- [TASK]:
The lines to repeat are those below from the one containing "Target: sun glare" down to the one containing "shadow on boardwalk.", both included; reproduce them exactly and nothing else.

◆ ◆ ◆ ◆

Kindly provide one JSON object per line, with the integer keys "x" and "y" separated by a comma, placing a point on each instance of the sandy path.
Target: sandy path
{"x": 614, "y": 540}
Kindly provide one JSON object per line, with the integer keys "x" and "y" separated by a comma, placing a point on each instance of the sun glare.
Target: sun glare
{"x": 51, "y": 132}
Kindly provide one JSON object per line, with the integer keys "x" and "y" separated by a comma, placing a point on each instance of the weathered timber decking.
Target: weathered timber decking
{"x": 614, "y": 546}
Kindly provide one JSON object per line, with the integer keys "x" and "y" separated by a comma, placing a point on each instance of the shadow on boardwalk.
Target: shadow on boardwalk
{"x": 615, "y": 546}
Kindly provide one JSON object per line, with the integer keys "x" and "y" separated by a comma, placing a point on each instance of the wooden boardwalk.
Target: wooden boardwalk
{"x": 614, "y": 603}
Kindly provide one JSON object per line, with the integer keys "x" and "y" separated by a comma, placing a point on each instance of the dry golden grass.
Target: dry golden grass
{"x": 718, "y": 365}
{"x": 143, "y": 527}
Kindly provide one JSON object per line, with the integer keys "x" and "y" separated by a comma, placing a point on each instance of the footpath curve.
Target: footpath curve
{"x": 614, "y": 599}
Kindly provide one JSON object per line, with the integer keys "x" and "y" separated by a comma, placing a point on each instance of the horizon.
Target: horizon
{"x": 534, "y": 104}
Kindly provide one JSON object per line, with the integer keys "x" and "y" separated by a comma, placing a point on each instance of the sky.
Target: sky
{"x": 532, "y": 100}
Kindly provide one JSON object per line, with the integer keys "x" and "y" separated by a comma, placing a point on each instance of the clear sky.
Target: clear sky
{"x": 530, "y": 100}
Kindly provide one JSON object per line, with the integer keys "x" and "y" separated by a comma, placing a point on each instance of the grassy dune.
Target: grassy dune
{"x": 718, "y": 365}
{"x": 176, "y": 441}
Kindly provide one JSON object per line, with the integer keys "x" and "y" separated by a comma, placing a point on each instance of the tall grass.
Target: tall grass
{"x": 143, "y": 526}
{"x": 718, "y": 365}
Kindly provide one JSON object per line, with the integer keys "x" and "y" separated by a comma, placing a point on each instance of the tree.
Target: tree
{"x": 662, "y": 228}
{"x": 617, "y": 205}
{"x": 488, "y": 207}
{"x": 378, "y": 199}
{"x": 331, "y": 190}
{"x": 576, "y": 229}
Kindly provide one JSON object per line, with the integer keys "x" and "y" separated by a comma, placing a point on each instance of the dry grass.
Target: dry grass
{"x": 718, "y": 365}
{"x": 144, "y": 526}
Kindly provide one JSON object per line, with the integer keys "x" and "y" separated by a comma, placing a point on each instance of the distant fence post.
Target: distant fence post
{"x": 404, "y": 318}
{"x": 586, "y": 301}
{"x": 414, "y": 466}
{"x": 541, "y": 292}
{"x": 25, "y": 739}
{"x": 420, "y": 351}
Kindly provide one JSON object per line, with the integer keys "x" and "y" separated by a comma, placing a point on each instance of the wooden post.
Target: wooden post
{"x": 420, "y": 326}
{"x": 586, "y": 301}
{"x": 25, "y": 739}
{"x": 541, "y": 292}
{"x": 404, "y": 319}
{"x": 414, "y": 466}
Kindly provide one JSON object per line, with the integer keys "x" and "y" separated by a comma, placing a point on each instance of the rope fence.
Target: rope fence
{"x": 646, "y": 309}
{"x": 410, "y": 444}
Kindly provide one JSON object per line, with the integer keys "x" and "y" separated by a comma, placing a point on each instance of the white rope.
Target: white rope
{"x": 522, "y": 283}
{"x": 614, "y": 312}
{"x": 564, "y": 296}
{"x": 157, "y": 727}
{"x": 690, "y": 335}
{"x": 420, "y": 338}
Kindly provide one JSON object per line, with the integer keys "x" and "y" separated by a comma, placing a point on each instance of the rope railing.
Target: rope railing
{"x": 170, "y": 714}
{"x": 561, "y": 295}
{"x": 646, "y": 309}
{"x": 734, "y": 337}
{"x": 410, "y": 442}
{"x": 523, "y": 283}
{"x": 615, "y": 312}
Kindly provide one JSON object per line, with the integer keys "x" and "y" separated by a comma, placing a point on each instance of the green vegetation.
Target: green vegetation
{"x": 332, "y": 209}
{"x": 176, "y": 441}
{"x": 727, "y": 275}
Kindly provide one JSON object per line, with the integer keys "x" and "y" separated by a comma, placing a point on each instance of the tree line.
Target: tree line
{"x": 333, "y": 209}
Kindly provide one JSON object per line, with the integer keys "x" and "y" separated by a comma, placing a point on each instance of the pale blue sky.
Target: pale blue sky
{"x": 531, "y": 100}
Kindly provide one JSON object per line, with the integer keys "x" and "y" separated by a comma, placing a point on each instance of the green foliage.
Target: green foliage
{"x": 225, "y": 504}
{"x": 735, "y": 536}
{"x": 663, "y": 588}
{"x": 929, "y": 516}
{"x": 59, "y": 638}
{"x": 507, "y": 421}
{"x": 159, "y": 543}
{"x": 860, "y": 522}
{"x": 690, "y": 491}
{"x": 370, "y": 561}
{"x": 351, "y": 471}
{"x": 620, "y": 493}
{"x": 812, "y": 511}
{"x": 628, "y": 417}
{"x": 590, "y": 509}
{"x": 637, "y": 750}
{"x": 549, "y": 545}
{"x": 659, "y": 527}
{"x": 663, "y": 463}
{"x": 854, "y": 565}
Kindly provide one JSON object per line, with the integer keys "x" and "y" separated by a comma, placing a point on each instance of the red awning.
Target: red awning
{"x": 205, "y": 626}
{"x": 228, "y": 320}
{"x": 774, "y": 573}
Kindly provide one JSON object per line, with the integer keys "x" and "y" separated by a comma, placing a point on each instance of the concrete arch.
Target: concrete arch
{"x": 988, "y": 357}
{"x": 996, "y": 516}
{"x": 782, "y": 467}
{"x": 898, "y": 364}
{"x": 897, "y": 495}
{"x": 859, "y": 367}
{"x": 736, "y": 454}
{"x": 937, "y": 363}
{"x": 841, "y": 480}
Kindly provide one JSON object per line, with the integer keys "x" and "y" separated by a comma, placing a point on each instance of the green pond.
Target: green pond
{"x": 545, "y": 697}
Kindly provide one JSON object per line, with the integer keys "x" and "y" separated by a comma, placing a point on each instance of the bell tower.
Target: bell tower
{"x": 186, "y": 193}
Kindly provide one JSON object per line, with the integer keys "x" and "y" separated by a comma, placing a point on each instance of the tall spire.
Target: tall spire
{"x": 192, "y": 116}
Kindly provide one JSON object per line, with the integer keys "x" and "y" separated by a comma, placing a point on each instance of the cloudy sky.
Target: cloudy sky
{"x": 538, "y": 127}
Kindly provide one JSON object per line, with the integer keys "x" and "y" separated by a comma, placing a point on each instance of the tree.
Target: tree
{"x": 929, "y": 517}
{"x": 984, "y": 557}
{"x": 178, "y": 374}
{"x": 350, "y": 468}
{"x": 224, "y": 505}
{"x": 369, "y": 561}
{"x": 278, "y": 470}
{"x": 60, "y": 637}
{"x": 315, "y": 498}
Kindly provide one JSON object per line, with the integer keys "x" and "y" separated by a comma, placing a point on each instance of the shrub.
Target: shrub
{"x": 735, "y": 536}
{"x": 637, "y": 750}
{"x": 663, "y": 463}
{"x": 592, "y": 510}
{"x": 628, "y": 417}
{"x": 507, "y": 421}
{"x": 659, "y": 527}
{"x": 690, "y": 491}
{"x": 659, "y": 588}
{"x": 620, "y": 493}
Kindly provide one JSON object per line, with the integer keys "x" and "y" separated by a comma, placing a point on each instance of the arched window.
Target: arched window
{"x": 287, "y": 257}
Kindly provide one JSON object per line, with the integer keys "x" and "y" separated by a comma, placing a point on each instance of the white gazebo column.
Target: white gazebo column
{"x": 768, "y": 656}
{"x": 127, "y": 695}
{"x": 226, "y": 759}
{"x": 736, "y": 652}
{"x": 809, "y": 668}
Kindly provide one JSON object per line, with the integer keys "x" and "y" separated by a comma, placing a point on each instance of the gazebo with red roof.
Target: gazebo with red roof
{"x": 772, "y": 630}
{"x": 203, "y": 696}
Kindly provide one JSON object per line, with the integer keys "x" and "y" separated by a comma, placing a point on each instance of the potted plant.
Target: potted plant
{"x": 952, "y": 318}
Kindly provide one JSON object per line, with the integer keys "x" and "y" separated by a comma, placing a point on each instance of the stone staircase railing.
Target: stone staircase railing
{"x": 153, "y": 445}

◆ ◆ ◆ ◆

- [RESPONSE BELOW]:
Target: sun glare
{"x": 51, "y": 132}
Kindly provide one JSON object per line, with the integer keys "x" and "y" separated by a comma, placing a point on each instance of the weathered timber decking.
Target: weathered timber decking
{"x": 614, "y": 546}
Kindly provide one JSON object per line, with the integer keys "x" and "y" separated by a comma, placing a point on each instance of the shadow on boardwalk.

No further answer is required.